▶ _Entrées fournies_:

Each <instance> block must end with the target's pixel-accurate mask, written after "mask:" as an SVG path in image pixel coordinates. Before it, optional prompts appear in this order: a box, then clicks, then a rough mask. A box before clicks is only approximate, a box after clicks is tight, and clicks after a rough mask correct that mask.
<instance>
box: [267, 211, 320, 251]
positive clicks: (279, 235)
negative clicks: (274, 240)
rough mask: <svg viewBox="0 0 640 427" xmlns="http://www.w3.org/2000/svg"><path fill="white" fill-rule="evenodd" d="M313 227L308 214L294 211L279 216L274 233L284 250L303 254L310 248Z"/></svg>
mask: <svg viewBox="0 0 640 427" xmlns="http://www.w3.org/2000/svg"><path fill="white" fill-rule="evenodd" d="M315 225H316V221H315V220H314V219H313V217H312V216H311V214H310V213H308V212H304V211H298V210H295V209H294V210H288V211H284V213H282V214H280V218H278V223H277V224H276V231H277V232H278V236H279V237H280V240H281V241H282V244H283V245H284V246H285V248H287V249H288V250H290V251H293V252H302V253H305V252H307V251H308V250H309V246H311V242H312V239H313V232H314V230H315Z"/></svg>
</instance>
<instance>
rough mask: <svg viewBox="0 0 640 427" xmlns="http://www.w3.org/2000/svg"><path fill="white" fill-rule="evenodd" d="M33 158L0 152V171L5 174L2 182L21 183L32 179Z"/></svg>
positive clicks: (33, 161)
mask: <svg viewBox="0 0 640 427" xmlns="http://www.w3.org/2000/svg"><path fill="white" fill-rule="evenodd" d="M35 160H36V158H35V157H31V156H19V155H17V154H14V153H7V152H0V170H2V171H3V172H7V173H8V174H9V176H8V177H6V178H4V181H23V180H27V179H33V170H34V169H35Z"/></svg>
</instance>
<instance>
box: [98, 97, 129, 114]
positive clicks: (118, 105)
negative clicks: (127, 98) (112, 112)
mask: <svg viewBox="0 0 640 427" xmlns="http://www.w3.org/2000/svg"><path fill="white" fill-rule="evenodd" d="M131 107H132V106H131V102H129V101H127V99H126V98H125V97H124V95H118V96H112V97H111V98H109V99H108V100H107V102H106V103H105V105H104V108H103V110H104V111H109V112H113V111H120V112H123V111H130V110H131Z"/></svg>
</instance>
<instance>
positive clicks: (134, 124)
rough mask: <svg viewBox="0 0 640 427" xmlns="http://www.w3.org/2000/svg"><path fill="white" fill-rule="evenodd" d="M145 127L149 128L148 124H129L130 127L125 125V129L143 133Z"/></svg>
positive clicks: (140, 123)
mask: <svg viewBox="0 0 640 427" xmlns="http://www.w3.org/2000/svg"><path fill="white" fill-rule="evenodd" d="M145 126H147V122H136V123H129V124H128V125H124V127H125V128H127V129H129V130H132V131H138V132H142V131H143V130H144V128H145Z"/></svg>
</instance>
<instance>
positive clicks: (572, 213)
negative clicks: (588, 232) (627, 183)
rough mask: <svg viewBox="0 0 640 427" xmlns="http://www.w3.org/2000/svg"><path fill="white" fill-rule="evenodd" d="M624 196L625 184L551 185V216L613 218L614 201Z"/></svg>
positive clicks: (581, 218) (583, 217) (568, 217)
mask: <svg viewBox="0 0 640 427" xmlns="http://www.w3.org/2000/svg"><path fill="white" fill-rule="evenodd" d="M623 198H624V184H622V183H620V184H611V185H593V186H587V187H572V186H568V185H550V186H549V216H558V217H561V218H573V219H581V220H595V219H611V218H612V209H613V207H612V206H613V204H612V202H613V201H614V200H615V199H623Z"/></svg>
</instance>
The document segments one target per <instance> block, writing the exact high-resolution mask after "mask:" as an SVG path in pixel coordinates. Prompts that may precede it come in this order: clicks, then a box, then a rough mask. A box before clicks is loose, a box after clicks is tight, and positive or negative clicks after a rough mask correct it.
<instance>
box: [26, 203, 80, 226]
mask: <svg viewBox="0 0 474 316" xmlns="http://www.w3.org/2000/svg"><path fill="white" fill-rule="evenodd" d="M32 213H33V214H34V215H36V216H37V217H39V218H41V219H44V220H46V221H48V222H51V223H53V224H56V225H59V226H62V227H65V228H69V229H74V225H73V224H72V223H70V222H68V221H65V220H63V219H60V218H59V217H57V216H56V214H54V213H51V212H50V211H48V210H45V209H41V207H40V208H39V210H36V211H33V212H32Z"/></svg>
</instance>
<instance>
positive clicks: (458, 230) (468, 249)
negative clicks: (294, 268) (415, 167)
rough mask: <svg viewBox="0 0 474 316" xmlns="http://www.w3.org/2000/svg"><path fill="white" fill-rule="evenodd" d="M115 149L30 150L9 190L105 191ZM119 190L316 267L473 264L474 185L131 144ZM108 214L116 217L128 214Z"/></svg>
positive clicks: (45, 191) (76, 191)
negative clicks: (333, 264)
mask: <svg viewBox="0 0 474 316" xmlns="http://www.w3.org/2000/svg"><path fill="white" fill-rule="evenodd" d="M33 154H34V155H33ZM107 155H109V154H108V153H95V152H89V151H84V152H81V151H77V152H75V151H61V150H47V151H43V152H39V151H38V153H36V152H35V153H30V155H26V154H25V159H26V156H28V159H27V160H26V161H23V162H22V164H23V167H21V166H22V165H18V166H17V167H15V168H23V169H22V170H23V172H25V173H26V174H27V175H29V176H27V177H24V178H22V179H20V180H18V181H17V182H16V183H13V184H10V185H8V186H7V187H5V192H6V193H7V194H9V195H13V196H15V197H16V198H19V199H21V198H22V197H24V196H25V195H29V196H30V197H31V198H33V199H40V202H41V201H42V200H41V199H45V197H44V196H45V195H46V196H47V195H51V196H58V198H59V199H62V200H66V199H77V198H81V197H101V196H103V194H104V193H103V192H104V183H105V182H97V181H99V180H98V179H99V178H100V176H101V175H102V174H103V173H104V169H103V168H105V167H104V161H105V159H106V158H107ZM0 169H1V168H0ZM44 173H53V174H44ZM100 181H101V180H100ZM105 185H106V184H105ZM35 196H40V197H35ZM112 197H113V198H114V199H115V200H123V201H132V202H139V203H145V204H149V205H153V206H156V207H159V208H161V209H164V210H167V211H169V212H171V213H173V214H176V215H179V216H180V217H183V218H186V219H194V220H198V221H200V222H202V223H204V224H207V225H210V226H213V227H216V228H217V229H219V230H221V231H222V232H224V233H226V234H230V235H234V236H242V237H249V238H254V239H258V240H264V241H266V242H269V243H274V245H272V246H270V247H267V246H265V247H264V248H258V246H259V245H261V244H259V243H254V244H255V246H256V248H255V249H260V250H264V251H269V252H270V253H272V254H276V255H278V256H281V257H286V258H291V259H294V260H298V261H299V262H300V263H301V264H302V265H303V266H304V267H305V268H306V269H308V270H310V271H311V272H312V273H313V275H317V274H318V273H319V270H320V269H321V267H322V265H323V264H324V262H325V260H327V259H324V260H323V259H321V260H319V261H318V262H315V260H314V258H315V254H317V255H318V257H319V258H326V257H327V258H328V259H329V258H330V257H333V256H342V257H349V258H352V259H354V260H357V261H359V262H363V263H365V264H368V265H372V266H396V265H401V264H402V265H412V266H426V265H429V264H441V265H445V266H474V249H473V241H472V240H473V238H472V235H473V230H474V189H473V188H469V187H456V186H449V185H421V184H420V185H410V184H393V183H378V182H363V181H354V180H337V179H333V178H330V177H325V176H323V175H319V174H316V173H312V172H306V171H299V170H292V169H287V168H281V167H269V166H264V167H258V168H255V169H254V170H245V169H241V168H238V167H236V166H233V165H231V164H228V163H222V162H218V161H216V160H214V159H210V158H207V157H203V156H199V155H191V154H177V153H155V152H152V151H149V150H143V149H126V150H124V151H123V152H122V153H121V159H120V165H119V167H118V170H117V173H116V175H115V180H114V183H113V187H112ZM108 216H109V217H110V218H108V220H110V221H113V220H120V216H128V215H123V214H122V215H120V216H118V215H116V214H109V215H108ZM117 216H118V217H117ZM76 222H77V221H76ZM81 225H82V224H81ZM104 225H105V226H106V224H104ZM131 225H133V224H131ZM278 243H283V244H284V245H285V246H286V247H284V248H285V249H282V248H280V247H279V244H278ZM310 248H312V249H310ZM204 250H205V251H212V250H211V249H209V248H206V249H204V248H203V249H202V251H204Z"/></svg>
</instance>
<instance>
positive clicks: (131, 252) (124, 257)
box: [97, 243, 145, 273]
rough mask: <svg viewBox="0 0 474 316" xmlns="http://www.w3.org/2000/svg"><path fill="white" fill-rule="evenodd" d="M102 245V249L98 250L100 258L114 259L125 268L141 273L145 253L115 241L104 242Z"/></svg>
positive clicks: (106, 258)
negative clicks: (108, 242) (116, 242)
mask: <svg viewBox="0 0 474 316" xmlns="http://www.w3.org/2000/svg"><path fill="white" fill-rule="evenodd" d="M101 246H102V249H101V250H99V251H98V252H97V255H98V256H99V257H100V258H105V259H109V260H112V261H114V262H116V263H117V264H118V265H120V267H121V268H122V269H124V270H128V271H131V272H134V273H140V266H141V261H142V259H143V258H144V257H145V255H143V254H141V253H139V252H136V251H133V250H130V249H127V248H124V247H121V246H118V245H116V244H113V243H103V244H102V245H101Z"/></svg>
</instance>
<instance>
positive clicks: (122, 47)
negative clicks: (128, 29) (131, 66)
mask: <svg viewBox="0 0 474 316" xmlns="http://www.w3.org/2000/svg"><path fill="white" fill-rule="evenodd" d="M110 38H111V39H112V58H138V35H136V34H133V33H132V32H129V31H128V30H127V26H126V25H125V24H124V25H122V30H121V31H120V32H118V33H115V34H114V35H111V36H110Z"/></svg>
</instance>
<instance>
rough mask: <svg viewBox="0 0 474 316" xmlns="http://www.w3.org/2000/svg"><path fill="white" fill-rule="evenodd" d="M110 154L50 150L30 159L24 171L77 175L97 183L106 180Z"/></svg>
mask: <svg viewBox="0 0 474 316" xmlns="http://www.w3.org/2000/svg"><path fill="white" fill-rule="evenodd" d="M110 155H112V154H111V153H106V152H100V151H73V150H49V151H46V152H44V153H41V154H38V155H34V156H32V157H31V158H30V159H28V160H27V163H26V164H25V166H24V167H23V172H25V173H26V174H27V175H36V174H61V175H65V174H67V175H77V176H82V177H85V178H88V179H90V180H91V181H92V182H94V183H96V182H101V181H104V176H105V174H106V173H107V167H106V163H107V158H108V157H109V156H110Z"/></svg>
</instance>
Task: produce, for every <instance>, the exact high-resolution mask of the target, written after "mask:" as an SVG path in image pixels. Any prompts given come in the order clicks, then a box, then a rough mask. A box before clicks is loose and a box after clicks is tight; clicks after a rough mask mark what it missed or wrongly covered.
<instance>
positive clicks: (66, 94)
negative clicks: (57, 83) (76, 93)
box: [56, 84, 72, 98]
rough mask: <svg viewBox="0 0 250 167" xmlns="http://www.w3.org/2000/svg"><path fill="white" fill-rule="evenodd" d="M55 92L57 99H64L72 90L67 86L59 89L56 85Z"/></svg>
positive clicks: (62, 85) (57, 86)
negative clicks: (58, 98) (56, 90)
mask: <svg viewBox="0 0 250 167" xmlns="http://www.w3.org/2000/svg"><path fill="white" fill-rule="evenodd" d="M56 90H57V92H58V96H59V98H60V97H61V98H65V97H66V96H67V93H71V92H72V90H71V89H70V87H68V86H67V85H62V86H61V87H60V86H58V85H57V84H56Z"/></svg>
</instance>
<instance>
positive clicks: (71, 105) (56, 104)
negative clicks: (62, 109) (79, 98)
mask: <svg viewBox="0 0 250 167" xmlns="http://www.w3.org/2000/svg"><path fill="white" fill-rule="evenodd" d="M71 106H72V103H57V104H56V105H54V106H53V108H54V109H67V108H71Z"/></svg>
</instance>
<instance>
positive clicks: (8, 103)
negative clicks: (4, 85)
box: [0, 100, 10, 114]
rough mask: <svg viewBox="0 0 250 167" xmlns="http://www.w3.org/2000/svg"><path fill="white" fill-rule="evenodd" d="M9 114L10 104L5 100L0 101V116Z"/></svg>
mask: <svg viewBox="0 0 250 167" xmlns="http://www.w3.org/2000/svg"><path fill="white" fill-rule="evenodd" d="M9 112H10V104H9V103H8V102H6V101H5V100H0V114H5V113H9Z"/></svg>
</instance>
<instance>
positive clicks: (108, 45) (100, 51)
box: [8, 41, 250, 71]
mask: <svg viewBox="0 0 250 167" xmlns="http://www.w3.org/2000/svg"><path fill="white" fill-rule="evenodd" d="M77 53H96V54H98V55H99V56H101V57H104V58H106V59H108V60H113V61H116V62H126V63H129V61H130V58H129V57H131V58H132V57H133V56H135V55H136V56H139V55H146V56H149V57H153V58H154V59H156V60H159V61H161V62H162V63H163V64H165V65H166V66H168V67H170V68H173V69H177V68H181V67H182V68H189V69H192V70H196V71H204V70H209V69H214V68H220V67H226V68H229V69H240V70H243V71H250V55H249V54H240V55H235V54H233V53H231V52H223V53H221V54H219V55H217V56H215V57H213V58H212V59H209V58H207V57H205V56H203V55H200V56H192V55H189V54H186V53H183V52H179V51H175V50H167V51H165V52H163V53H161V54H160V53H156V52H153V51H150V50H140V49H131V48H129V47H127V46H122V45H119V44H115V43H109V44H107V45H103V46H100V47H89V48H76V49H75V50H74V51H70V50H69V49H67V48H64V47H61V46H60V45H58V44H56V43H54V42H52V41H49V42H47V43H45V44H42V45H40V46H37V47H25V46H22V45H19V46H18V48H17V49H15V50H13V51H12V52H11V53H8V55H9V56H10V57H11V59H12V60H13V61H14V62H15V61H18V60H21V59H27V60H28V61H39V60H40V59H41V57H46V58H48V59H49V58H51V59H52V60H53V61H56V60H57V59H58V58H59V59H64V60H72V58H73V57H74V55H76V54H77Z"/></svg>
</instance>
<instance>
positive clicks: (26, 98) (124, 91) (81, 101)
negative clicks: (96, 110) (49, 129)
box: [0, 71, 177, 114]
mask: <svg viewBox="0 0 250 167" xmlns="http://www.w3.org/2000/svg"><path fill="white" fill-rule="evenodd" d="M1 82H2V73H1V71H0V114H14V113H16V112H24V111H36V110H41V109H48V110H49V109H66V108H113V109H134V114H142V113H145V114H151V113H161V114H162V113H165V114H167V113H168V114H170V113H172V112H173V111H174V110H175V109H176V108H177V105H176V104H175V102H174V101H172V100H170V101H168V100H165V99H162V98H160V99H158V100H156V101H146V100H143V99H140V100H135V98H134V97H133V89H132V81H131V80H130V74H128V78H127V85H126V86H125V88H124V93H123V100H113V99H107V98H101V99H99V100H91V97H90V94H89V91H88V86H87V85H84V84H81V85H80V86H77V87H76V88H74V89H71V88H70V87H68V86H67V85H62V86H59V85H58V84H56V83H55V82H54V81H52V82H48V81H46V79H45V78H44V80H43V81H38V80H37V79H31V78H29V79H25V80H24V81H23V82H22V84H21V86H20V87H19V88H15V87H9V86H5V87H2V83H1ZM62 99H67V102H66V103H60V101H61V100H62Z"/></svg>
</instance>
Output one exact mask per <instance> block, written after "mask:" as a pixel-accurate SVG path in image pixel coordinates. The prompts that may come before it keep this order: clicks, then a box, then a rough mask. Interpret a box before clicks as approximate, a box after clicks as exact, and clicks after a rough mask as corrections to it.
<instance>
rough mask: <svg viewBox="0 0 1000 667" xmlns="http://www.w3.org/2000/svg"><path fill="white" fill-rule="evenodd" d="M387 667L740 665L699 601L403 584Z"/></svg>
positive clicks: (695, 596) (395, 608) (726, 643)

▶ _Consigne_:
Mettez à jour le passage des entrées qui s'étend du début jusqu'à la ligne contenant « positive clicks: (279, 235) », celle-ci comprise : remplacez « rough mask » par « approximate mask » et ne modifiez rien d'autre.

▶ _Votre réponse_:
Each <instance> block must end with the target's pixel-accurate mask, written after "mask:" as an SVG path in image pixel coordinates. Before it, optional prompts appear in this order: a box, then clicks, then a approximate mask. A box before clicks is only approximate, a box after clicks is tight, and clicks after a approximate mask correct that mask.
<instance>
box: [267, 211, 320, 251]
positive clicks: (279, 235)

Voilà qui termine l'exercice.